START ENTRIES

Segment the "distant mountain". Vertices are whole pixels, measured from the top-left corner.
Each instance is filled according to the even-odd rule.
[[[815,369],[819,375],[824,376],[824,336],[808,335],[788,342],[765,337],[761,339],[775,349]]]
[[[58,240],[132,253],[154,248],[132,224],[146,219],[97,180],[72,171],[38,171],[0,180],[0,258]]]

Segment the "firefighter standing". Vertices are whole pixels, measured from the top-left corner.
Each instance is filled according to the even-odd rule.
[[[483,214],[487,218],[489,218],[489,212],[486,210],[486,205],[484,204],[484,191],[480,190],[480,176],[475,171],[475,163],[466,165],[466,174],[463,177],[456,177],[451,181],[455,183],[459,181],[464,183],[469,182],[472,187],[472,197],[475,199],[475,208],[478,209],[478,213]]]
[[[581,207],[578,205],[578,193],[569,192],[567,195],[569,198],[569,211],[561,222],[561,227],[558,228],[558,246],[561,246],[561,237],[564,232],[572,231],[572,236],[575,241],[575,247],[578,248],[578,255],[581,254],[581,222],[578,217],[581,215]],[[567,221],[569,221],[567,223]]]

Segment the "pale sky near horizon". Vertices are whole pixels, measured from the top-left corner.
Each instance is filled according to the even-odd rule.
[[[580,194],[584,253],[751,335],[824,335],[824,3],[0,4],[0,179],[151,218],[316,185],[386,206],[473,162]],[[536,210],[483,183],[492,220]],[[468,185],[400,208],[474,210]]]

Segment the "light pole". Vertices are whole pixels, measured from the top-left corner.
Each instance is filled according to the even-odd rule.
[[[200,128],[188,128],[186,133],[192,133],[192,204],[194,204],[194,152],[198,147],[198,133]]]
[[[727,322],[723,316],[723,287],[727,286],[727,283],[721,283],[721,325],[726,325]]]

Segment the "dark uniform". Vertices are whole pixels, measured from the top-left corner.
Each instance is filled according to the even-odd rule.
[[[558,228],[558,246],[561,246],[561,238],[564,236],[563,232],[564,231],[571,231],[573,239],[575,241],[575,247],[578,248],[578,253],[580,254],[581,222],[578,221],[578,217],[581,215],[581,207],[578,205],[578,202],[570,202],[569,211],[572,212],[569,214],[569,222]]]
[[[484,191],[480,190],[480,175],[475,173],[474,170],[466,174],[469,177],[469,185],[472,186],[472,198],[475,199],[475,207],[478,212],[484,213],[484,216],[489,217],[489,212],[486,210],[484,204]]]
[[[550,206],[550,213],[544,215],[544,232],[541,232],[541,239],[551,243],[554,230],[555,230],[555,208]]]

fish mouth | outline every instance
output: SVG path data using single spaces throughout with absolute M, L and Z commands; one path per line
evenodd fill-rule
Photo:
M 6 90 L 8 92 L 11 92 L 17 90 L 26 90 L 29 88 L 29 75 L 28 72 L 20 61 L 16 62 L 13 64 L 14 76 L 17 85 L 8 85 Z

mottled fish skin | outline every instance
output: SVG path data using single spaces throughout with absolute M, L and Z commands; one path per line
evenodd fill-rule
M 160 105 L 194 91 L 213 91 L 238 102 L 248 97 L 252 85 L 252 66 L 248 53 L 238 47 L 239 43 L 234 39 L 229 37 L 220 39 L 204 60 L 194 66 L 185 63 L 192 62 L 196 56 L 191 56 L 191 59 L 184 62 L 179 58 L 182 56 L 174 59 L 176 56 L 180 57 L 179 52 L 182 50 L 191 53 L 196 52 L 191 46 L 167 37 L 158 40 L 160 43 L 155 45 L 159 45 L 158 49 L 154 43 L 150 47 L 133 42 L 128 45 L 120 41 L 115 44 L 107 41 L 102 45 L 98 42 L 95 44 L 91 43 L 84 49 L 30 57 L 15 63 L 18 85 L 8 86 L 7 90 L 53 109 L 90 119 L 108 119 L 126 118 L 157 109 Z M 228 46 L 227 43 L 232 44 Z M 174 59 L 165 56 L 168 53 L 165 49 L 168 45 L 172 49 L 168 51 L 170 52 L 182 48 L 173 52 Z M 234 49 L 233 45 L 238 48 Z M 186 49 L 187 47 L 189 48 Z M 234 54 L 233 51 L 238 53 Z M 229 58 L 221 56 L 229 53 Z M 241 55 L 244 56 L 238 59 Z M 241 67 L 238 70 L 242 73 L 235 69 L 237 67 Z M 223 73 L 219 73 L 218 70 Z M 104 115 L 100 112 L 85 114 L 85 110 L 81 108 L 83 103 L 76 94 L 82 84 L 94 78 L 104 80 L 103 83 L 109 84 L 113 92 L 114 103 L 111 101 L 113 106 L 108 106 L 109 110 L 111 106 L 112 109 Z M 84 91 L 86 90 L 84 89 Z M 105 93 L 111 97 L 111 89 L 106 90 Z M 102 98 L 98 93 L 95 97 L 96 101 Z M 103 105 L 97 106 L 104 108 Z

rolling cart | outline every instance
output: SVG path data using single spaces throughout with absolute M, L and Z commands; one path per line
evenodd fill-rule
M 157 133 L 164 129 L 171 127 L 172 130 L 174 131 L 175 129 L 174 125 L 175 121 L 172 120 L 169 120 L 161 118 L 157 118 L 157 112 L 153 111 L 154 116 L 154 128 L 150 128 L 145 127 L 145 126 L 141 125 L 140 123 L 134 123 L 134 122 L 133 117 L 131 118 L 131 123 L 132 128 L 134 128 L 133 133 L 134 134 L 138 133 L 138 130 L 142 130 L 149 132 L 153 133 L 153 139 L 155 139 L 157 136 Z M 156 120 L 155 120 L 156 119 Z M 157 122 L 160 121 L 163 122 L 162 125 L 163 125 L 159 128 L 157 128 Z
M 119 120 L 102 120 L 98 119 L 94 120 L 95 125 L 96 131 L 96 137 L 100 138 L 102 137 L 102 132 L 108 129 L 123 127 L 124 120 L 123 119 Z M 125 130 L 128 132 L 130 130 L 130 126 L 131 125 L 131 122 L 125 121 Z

END ENTRIES

REQUIREMENTS
Copy every line of the data above word for word, leaving nothing out.

SOLUTION FOR THIS PROBLEM
Segment the "distant mountain". Vertices are whole pixels, measured from the top-left corner.
Each instance is filled according to the even-odd rule.
[[[815,369],[819,375],[824,376],[824,336],[808,335],[788,342],[765,337],[761,339],[775,349]]]
[[[58,240],[132,253],[154,248],[132,224],[146,219],[97,180],[72,171],[38,171],[0,180],[0,258]]]

Segment the "firefighter standing". Vertices are whole pixels, measured from the top-left corner.
Each instance is filled according to the even-odd rule.
[[[483,214],[487,218],[489,218],[489,212],[486,210],[486,205],[484,204],[484,191],[480,190],[480,176],[475,171],[475,163],[466,165],[466,174],[463,177],[456,177],[451,181],[455,183],[459,181],[464,183],[469,182],[472,187],[472,197],[475,199],[475,208],[478,209],[478,213]]]
[[[581,207],[578,205],[578,193],[569,192],[567,195],[569,198],[569,211],[561,222],[561,227],[558,228],[558,246],[561,246],[561,237],[564,232],[572,231],[572,236],[575,241],[575,247],[578,248],[578,255],[581,254],[581,222],[578,217],[581,215]],[[567,221],[569,221],[567,223]]]

Segment the "pale sky near horizon". Vertices are whole pixels, measured from the top-left corner.
Each instance is filled according to the even-odd rule.
[[[580,194],[584,253],[751,335],[824,335],[824,3],[0,4],[0,179],[151,218],[316,185],[386,206],[473,162]],[[536,210],[483,183],[492,220]],[[468,185],[400,208],[474,210]]]

Segment the "light pole". Vertices are whole pixels, measured from the top-left corner.
Each instance is filled according to the even-odd rule.
[[[200,128],[188,128],[186,133],[192,133],[192,204],[194,204],[194,152],[198,147],[198,133]]]
[[[727,322],[723,316],[723,287],[727,286],[727,283],[721,283],[721,325],[726,325]]]

Segment the "dark uniform". Vertices are whole pixels, measured from the top-left corner.
Each instance is filled according to the even-odd rule.
[[[558,228],[558,246],[561,246],[561,238],[564,236],[563,232],[564,231],[571,231],[573,239],[575,241],[575,247],[578,248],[578,253],[580,254],[581,222],[578,221],[578,217],[581,215],[581,207],[578,205],[578,202],[570,202],[569,211],[572,212],[569,214],[569,222]]]
[[[484,191],[480,190],[480,175],[475,173],[474,170],[466,174],[469,177],[469,185],[472,186],[472,198],[475,199],[475,207],[478,212],[484,213],[484,216],[489,217],[489,212],[486,210],[484,204]]]
[[[550,206],[550,213],[544,215],[544,232],[541,232],[541,239],[551,243],[554,230],[555,230],[555,208]]]

fish mouth | outline every instance
output: SVG path data using single spaces throughout with absolute M, L and Z commands; one path per line
evenodd fill-rule
Photo:
M 6 90 L 8 92 L 11 92 L 17 90 L 26 90 L 29 88 L 29 75 L 28 72 L 20 61 L 16 62 L 13 64 L 14 76 L 17 85 L 8 85 Z

mottled fish skin | outline every instance
output: SVG path data using single spaces throughout with absolute M, L and Z commands; one path per line
evenodd fill-rule
M 160 105 L 194 91 L 213 91 L 238 102 L 248 97 L 252 85 L 252 66 L 248 53 L 238 47 L 239 43 L 234 39 L 229 37 L 220 39 L 204 60 L 194 66 L 185 63 L 192 62 L 196 56 L 191 56 L 191 59 L 184 62 L 179 58 L 182 56 L 174 59 L 176 56 L 180 57 L 179 52 L 182 50 L 191 53 L 196 52 L 191 46 L 167 37 L 158 40 L 160 43 L 155 45 L 159 45 L 158 49 L 154 43 L 150 47 L 133 42 L 128 45 L 120 41 L 115 44 L 107 41 L 102 45 L 98 42 L 95 44 L 91 43 L 84 49 L 30 57 L 15 63 L 18 85 L 8 86 L 7 90 L 53 109 L 90 119 L 108 119 L 126 118 L 157 109 Z M 228 46 L 227 43 L 232 44 Z M 174 59 L 165 56 L 168 53 L 165 49 L 168 45 L 172 49 L 168 51 L 170 52 L 182 48 L 173 52 Z M 234 49 L 233 45 L 238 48 Z M 186 49 L 187 47 L 189 48 Z M 234 54 L 233 51 L 238 53 Z M 229 58 L 221 56 L 229 53 Z M 241 55 L 244 56 L 238 59 Z M 241 67 L 238 70 L 242 73 L 235 69 L 237 67 Z M 223 73 L 219 73 L 218 70 Z M 104 115 L 100 112 L 85 114 L 85 110 L 81 108 L 83 103 L 76 94 L 82 84 L 94 78 L 104 80 L 103 83 L 109 84 L 113 92 L 114 103 L 111 101 L 113 106 L 108 106 L 109 110 L 111 106 L 112 109 Z M 84 91 L 86 90 L 84 89 Z M 105 93 L 111 97 L 111 89 L 106 90 Z M 102 98 L 98 93 L 95 97 L 96 101 Z M 103 105 L 97 106 L 104 108 Z

rolling cart | outline every instance
output: SVG path data using single spaces throughout with absolute M, L and Z commands; one path per line
evenodd fill-rule
M 157 133 L 164 129 L 171 127 L 172 130 L 174 131 L 175 129 L 174 125 L 175 121 L 172 120 L 169 120 L 161 118 L 157 118 L 157 112 L 153 111 L 154 116 L 154 128 L 150 128 L 145 127 L 145 126 L 141 125 L 140 123 L 134 123 L 134 122 L 133 117 L 131 118 L 131 123 L 132 128 L 134 128 L 133 133 L 134 134 L 138 133 L 138 130 L 142 130 L 149 132 L 153 133 L 153 139 L 155 139 L 157 136 Z M 156 120 L 155 120 L 156 119 Z M 157 122 L 160 121 L 163 122 L 162 125 L 163 125 L 159 128 L 157 128 Z
M 119 120 L 102 120 L 98 119 L 94 120 L 95 125 L 96 131 L 96 137 L 100 138 L 102 137 L 102 132 L 108 129 L 123 127 L 124 120 L 123 119 Z M 125 130 L 128 132 L 130 130 L 130 126 L 131 125 L 131 122 L 125 121 Z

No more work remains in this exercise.